Smile Politely

Riot Acts screening: A gender bending rock and roll fusion

This Friday, the Unitarian Universalist Church of Champaign-Urbana is screening the film Riot Acts: Flaunting Gender Deviance in Music Performance, a “‘trans-fabulous’ rockumentary representing the multi-dimensional lives of transgender and gender variant musicians” (Outcast Films). The film’s creators — Simon Strikeback and Madsen Minax — are attending the screening, which is free and open to the public.

I recently had the pleasure of interviewing Riot Acts’ producer, Simon Strikeback.

Smile Politely: I actually had not heard of your film until I saw your press release for the screening, so I was delighted to learn about it, and appreciate you agreeing to an interview.

Simon Strikeback: Absolutely.

SP: You and Madsen are from Chicago, is that right?

Strikeback: Yes.

SP: Have you both lived in Chicago your whole life?

Strikeback: No, I’m from Chicago originally, and Madsen is from Michigan.

SP: And how did you get together?

Strikeback: We met through a mutual friend, around six or seven years ago.

Simon and MadsenSP: And you’re in a band together called Actor Slash Model, correct?

Strikeback: Yes, as soon as we became friends we discovered that we both love music, and so we started playing music together just casually, like getting together and playing music. It was spontaneous like, ‘Oh I know this song; I know that song,’ and we decided we wanted to be in a band together.

SP: Is it just the two of you? And what kind of music do you play?

Strikeback: It’s just the two of us, and we play mostly bluegrass.

SP/Blue Grass fan (all excited): Will you be playing at the screening on Friday?!

Strikeback (laughing): No, no we won’t be.

SP (dejected): Have you ever played in Champaign?

Strikeback: We did. We’ve screened this movie before at the university. And that was part of a big night of entertainment, so we both played and showed the film.

SP (still dejected): I wish I’d known about that. I’m not very knowledgeable about bluegrass, but I enjoy it a lot. Always loved it.

OK, enough about me. Both you and Madsen are producers of Riot Acts, correct?

Strikeback: I’m the producer and Madsen’s the director, and we’ll both be at the screening on Friday.

Stored rows =
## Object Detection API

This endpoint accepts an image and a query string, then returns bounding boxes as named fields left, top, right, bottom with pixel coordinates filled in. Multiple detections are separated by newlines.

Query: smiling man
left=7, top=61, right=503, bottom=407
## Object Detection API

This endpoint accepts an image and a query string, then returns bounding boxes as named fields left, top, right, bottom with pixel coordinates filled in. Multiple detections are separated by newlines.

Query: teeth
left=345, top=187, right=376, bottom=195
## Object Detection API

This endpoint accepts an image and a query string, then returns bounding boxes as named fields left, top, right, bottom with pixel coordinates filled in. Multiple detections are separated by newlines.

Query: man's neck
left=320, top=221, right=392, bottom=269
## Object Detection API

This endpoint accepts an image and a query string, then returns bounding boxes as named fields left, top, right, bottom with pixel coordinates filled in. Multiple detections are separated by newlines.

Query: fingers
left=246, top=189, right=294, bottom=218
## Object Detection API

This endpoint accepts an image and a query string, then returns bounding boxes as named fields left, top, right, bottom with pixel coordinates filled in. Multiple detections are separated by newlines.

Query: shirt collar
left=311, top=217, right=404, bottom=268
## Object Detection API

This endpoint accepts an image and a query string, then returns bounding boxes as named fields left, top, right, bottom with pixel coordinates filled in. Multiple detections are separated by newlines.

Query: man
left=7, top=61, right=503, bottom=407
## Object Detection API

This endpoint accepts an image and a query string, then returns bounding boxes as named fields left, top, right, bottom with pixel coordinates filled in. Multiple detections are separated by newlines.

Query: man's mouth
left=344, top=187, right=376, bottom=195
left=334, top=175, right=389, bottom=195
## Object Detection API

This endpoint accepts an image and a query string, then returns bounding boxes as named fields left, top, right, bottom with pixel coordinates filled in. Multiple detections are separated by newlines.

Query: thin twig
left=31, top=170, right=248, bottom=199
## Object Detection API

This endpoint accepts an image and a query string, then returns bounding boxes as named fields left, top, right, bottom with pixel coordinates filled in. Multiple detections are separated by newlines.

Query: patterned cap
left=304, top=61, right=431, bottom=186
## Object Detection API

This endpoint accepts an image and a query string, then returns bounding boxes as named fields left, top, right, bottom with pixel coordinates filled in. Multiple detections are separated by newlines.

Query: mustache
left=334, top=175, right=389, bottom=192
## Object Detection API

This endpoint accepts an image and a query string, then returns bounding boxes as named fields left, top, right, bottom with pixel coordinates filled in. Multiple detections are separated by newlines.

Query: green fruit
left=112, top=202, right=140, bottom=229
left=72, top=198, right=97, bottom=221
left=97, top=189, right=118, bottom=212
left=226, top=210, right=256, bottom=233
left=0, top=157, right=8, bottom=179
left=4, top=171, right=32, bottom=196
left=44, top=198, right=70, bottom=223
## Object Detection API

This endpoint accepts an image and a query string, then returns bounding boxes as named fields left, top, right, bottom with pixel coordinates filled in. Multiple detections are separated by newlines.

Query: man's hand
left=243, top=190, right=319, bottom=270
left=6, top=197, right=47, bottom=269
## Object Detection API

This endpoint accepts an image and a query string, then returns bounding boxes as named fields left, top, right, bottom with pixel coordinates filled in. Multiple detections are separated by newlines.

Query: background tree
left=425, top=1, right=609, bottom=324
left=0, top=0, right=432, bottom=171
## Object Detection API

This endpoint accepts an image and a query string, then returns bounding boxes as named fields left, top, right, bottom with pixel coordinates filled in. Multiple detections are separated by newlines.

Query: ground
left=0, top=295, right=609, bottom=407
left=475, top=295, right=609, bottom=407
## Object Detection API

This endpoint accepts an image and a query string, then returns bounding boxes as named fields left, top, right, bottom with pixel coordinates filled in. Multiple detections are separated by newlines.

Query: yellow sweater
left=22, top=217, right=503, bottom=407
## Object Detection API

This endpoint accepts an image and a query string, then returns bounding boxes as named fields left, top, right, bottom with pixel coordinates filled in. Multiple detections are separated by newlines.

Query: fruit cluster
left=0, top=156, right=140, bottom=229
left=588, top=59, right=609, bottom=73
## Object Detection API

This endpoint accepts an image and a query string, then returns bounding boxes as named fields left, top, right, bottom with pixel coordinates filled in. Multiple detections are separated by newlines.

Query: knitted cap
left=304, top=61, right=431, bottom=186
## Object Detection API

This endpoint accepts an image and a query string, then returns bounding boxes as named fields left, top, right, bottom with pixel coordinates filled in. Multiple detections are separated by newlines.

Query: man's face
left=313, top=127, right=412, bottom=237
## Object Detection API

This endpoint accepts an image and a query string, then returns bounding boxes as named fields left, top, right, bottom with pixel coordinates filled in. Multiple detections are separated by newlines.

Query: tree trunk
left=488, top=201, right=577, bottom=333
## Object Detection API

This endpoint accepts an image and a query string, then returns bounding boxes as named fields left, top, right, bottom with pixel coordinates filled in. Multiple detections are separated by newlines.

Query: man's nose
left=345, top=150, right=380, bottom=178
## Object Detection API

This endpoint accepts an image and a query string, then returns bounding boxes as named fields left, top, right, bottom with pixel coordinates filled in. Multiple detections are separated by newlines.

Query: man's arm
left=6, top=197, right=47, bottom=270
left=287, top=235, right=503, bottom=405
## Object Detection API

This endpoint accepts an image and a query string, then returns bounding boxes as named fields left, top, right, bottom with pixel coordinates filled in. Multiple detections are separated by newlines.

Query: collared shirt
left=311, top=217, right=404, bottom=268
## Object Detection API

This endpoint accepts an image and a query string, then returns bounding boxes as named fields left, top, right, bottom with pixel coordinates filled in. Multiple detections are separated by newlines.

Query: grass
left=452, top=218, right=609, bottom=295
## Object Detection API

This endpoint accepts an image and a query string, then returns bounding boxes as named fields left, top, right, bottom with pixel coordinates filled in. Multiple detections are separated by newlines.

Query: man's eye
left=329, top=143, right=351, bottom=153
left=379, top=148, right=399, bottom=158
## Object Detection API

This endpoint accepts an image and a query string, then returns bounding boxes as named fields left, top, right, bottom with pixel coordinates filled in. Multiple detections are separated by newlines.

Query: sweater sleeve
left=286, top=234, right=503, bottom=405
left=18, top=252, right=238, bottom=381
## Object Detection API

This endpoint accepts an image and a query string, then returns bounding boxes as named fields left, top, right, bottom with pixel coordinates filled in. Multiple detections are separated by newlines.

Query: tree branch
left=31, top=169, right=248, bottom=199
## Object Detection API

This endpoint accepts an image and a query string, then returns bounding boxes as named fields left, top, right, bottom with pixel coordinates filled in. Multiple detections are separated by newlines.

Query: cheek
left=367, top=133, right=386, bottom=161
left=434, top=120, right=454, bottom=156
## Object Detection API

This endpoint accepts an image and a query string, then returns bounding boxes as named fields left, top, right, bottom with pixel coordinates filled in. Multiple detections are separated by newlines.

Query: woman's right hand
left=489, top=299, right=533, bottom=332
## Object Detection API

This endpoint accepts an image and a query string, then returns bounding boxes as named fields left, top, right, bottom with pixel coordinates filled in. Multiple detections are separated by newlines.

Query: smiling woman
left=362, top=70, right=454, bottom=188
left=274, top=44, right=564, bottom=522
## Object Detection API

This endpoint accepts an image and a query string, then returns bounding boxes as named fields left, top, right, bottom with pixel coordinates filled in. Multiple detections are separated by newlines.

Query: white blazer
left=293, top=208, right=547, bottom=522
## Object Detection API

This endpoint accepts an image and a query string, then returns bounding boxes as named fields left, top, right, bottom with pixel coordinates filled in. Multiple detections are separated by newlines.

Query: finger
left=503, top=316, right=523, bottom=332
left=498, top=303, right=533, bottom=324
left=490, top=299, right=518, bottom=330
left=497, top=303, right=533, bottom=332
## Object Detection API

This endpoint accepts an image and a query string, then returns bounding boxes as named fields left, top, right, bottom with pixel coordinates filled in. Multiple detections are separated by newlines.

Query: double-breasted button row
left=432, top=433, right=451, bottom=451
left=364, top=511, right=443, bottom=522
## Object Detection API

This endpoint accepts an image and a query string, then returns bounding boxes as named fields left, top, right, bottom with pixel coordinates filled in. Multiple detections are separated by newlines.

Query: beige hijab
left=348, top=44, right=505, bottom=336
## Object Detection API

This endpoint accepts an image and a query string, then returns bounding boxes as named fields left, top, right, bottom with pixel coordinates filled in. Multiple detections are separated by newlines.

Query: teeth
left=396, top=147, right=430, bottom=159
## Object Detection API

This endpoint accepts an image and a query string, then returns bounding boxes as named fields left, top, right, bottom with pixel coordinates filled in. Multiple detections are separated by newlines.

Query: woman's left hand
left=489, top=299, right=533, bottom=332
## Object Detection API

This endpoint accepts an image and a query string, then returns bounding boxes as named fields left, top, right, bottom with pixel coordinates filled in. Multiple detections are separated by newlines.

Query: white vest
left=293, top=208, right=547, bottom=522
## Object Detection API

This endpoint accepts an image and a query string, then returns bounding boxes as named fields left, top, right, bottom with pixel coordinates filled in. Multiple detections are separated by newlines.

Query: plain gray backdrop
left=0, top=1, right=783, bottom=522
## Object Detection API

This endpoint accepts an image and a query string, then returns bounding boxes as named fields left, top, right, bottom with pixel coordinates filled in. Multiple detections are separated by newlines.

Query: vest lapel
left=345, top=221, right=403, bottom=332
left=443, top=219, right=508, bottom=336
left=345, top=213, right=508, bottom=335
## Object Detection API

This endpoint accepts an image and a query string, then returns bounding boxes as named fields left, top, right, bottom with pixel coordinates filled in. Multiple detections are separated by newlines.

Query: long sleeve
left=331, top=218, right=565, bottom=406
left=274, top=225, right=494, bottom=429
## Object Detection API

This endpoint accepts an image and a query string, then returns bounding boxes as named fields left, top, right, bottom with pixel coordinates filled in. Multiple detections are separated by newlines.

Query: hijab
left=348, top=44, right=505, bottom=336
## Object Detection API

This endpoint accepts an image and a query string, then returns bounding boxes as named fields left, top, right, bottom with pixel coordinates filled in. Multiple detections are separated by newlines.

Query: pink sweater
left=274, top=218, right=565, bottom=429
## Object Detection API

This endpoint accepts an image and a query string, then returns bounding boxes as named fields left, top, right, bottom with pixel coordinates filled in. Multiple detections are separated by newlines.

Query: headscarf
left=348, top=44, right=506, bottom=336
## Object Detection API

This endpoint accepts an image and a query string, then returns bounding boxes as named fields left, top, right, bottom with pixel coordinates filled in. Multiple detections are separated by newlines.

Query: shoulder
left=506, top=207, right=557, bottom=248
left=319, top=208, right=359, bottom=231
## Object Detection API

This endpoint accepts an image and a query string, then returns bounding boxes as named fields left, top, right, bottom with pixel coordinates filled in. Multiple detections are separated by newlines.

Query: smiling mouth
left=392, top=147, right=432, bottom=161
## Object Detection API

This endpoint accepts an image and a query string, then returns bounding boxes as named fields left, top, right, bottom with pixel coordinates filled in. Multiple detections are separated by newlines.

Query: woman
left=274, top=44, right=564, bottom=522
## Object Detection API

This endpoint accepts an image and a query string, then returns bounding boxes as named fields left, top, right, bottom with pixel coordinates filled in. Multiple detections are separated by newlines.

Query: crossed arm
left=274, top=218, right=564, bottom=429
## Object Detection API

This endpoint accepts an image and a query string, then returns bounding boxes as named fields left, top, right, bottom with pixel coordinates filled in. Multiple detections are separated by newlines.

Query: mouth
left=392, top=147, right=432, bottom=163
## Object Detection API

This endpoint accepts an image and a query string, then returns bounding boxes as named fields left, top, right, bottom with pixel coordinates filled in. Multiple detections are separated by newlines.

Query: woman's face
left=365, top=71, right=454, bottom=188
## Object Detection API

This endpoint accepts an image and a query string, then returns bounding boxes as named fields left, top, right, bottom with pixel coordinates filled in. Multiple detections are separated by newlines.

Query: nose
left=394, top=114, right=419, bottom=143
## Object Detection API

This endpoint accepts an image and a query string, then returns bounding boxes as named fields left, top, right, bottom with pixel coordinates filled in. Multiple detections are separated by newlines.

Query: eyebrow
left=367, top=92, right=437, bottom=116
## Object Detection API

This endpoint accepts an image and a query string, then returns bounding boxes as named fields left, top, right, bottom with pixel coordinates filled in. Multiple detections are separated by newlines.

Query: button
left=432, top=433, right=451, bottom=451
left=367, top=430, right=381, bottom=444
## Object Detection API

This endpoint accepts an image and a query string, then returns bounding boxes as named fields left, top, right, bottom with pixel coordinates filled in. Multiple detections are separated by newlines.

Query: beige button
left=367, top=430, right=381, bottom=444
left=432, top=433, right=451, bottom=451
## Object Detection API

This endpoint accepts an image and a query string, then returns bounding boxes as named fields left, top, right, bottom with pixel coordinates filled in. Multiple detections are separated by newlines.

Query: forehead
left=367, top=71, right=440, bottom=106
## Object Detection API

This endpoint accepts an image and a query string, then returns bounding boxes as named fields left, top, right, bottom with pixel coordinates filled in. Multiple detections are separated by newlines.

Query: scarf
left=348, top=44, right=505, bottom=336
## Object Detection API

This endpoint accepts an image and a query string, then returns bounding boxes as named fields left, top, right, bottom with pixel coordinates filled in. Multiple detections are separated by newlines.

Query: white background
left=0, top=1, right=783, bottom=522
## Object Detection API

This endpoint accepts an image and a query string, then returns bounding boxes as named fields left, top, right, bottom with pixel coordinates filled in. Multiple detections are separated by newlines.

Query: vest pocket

Objective = Pick up the Riot Acts interview where it stops and write what comes next.

Task output =
SP: And you created this film yourselves, funded it on your own?

Strikeback: We received one private arts grant and one Chicago arts grant ― it’s funded by an Illinois state agency. We also received an arts grant from the City of Urbana. It’s the grant that’s funding us to be here on Friday. But otherwise, this was a grassroots endeavor. We held keg parties, benefit concerts, anything we could do to raise money.

SP: For those who have not heard of it, can you tell us about the film?

Strikeback: It is a rockumentary — meaning a documentary about rock music. It’s not just about music, but there is rock and roll in it. It’s a documentary about transgender and gender variant musicians in the U.S. It’s mostly interviews and live footage from shows that we’ve both played in or attended.

Strikeback (cont.): People touch on a lot of different issues, mostly about performance on stage and what it is to be a musician and to be an artist. You hear a lot about people’s artistic process and their relationship with their audience and their politics. And you don’t hear any sad, isolationist stories about trans people, like the stuff that you get in the general media, which tends to focus on topics like, ‘Trans people are really sad, really lonely. Trans people have an unhealthy sexuality.’ Our movie says something else. We meet people where they’re at about their art. Anything else that comes out of it is through the lens of being a musician and not like this pathologized identity. It’s fun!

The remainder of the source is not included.